▸ **Record extracts**
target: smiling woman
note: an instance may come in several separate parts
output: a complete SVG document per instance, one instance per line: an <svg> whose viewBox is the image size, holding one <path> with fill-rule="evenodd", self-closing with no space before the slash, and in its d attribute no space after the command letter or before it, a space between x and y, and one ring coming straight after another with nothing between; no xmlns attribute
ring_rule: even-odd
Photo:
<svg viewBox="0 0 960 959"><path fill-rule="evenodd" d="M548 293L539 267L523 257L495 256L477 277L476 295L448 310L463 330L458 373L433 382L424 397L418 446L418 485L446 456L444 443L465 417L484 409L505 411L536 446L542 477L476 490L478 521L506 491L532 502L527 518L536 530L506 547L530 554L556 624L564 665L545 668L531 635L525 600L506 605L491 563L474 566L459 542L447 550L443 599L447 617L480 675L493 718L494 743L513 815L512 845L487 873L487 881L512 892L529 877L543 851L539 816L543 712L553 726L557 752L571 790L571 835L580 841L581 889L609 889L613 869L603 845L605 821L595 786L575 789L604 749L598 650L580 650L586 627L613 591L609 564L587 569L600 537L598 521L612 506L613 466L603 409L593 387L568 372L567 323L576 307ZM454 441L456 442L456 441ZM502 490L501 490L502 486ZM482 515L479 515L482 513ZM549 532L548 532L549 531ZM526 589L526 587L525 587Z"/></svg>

▸ **Exercise**
Copy each line of the data exactly, leaving nothing out.

▸ **Response to this exercise**
target: smiling woman
note: an instance may come in several separate parts
output: a complete SVG document per instance, one instance per line: an <svg> whose viewBox is the image size, holding one <path> with fill-rule="evenodd", self-closing with no space before the slash, and in its d attribute no space after the command letter or before it, a space between x and y, and one ring coming straight after another with nothing between; no xmlns attribute
ring_rule: even-odd
Photo:
<svg viewBox="0 0 960 959"><path fill-rule="evenodd" d="M548 293L539 267L523 257L495 256L477 277L476 295L448 310L463 330L458 373L433 382L424 397L418 446L418 485L446 456L444 443L465 417L484 409L505 411L536 446L542 477L476 490L478 521L506 491L532 502L527 518L536 530L506 547L530 554L556 624L564 665L545 668L531 635L525 600L506 605L491 563L474 566L459 542L447 550L443 599L447 617L480 675L493 718L494 743L513 815L512 845L487 873L487 881L512 892L529 877L543 851L539 816L543 712L553 726L557 752L571 790L571 835L580 841L581 889L609 889L613 869L603 845L605 821L595 786L575 789L604 749L598 650L580 650L586 627L613 591L609 564L587 569L600 537L598 521L612 506L613 466L603 409L593 387L568 372L567 323L576 307ZM454 441L456 442L456 441ZM502 490L501 490L502 486ZM482 515L479 515L482 513ZM549 532L548 532L549 531ZM526 589L526 587L525 587Z"/></svg>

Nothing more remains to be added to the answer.